▶ _Supplied text_
Conservation and More

              by Bruce B. Beckley


Issue #84, June, 2000
Acquisition Priorities

Since You Asked!

Two residents came to the recent ACC hearing held to obtain public comment prior to purchase of four parcels for conservation. Afterwards I was asked, "How does the Commission select the parcels it chooses to purchase?" The gentleman went on to say he could understand most of the purchases, but why buy that landlocked, half-wet parcel. Both are good questions.

It should be said first that the parcels the Commission may put the highest priority on may not be the ones that get purchased. For us to buy land the owner must be a willing seller. Conservation commissions in NH have no eminent domain powers.

Several objectives enter into the selection process. Among them:

  • Preserving open space
  • Connecting or expanding existing holdings
  • Protecting wetland including buffers and acquifer recharge areas
  • Maintaining habitats for a diversified species mix
  • Affording education and passive recreation opportunities.

The Commission has three principal resources it employs as it identifies potential acquisitions. The town tax maps clearly show significant and abutting parcels. The Wetland Survey Report completed in 1999 ranks wetland parcels using several environmental and cultural attributes. The third resource is the commission-developed greenway system map. This shows corridors in the town which provide routes for critters to travel and for hiking or XC ski trails.

▶ _Provided data_

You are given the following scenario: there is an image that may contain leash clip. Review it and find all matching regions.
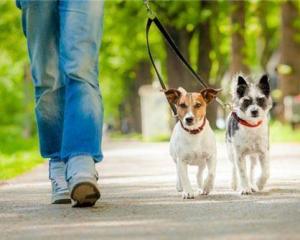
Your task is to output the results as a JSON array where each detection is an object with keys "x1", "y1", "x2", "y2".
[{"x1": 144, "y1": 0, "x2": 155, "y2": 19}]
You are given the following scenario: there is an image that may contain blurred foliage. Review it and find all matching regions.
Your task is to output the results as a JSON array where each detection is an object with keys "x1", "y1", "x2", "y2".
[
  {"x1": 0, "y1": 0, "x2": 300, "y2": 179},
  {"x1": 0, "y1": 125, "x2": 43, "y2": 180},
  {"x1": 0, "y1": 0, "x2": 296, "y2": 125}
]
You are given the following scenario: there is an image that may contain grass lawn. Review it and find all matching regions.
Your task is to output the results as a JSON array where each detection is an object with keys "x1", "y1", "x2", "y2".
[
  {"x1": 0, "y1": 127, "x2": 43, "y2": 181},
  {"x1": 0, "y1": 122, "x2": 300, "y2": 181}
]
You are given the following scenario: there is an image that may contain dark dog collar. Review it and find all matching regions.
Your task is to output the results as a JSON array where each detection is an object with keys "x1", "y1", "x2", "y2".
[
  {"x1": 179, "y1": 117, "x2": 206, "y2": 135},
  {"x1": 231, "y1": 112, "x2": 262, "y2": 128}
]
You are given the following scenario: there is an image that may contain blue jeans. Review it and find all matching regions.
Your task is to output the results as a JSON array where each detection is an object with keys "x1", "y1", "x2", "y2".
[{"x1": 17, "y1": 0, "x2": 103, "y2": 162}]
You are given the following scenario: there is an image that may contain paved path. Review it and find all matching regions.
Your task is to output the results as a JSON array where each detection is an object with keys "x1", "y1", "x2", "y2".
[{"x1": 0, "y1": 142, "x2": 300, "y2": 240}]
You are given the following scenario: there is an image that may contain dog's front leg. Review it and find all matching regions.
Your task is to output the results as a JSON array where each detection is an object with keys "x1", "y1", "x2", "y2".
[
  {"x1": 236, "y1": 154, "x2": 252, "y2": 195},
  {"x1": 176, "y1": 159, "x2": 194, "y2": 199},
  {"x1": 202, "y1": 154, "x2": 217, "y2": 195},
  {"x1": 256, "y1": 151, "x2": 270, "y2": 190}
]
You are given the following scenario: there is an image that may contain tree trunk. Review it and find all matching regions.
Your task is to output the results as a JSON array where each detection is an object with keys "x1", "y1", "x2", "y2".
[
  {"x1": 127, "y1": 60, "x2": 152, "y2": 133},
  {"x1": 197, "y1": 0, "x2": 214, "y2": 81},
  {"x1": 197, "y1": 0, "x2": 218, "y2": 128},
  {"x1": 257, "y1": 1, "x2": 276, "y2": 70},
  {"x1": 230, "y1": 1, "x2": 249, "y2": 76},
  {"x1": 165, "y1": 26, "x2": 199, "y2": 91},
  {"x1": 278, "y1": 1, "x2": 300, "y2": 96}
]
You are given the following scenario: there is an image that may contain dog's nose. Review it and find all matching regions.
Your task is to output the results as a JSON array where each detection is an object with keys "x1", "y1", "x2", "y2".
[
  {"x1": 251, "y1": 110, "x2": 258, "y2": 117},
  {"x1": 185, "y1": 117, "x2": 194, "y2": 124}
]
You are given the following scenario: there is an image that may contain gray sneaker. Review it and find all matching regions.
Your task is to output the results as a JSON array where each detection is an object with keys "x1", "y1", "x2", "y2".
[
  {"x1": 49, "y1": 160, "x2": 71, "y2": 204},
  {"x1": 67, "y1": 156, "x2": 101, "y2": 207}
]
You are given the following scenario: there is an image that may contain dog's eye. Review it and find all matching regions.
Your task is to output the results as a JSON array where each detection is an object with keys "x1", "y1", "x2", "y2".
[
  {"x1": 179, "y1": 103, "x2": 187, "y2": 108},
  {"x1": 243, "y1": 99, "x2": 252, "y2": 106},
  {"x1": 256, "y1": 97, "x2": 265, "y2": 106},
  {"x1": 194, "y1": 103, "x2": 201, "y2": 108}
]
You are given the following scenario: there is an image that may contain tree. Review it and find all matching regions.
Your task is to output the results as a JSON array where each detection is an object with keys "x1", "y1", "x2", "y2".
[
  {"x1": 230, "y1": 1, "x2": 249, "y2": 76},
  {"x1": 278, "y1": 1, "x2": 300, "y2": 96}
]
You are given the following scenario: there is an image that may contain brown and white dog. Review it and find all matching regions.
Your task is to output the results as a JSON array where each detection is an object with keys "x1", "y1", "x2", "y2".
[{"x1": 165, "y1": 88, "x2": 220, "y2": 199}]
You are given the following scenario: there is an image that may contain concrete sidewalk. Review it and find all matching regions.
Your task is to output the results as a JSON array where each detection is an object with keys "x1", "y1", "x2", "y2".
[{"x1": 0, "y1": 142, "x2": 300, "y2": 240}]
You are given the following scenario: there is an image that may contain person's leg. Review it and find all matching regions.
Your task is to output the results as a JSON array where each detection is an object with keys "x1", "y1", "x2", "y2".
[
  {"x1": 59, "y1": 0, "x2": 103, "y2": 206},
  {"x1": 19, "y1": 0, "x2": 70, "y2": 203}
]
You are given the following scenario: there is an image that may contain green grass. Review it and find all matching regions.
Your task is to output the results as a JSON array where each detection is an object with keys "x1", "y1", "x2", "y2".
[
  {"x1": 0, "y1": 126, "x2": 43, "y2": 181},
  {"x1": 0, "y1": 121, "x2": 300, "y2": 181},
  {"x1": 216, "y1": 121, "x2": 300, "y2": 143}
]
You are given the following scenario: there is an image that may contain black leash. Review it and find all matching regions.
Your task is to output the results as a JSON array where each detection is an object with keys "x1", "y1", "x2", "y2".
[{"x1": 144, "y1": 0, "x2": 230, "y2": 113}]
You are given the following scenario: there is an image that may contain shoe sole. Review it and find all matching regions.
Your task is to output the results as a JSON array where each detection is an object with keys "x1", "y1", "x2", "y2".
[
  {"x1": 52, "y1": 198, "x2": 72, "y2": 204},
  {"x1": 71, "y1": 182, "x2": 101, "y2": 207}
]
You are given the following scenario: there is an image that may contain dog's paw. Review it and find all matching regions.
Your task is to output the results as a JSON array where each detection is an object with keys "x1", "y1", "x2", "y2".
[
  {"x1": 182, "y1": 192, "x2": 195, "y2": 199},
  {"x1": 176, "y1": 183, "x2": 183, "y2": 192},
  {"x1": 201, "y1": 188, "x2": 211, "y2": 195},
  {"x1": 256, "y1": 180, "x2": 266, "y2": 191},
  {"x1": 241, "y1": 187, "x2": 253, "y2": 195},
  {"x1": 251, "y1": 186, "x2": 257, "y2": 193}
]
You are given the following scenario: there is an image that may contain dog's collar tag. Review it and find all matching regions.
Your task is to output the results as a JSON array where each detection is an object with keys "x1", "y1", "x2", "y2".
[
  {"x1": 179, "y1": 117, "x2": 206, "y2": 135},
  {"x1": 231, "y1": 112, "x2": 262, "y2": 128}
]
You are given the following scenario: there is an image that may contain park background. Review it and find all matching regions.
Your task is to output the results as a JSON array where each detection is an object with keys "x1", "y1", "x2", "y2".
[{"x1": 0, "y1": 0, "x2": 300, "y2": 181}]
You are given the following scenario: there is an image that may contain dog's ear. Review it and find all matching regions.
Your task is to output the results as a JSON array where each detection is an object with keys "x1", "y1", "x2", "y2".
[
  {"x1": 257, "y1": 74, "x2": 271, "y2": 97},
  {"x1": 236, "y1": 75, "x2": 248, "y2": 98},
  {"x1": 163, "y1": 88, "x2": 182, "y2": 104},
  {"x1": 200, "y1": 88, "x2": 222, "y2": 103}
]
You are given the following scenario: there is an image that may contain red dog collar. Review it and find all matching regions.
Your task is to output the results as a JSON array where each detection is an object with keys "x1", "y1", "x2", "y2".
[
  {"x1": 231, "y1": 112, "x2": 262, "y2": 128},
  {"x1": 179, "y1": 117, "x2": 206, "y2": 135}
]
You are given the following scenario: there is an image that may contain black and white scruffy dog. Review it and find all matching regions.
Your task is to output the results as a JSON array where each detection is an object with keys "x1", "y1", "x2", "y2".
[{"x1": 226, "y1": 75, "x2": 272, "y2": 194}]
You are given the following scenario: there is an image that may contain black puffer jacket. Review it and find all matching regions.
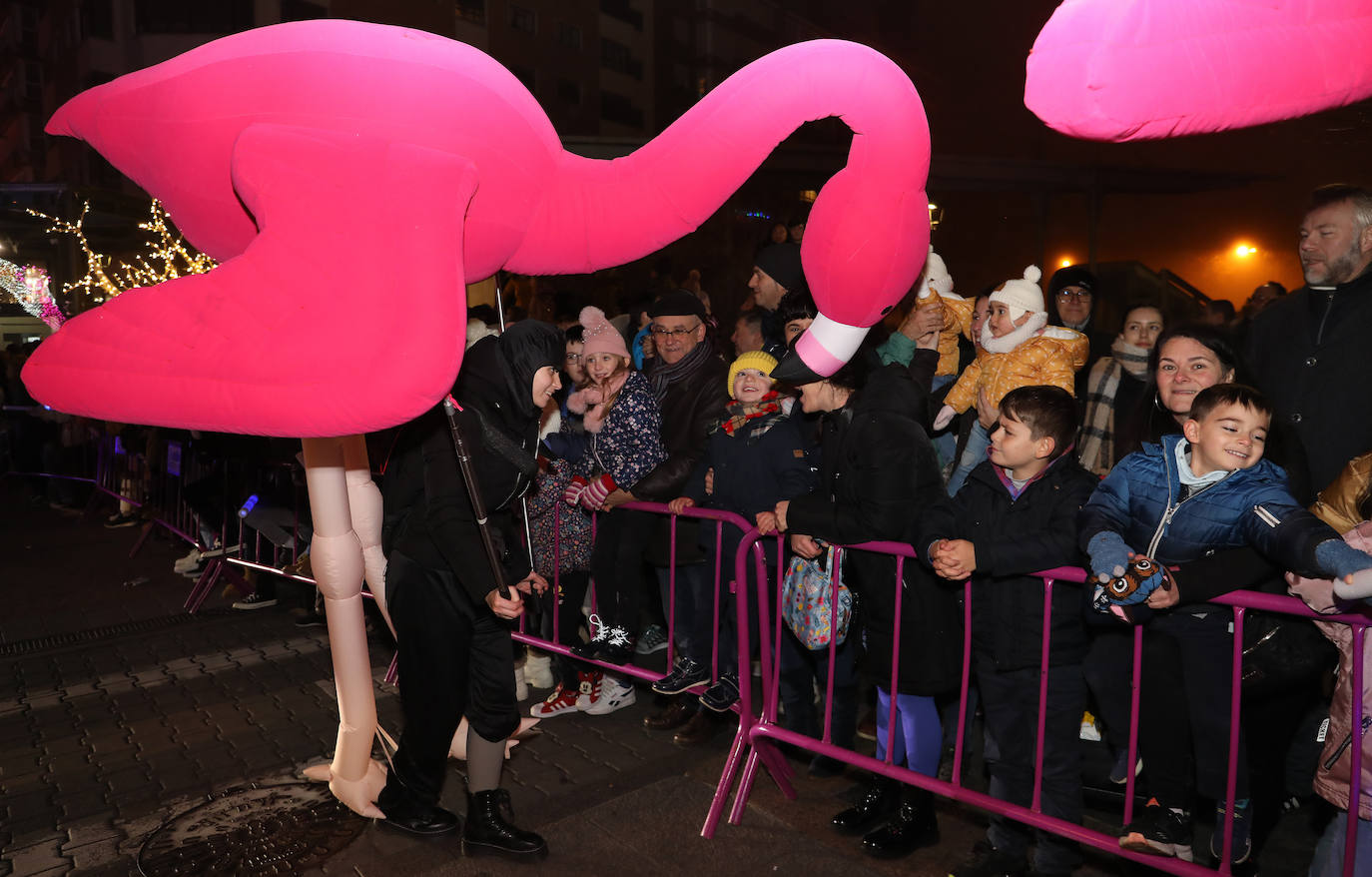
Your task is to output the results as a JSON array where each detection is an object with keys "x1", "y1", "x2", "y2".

▶ _Written problem 1_
Answer these questions from the conservation column:
(a) How many parcels were to be purchased for conservation, according to the recent ACC hearing?
(b) What powers do conservation commissions in NH not have?
(c) In what year was the Wetland Survey Report completed?
▶ _Written problem 2_
Reproduce the passage of the conservation column starting with "Since You Asked!" and going on through "are good questions.".

▶ _Exercise answer 1_
(a) Four parcels.
(b) Eminent domain powers.
(c) 1999.

▶ _Exercise answer 2_
Since You Asked!

Two residents came to the recent ACC hearing held to obtain public comment prior to purchase of four parcels for conservation. Afterwards I was asked, "How does the Commission select the parcels it chooses to purchase?" The gentleman went on to say he could understand most of the purchases, but why buy that landlocked, half-wet parcel. Both are good questions.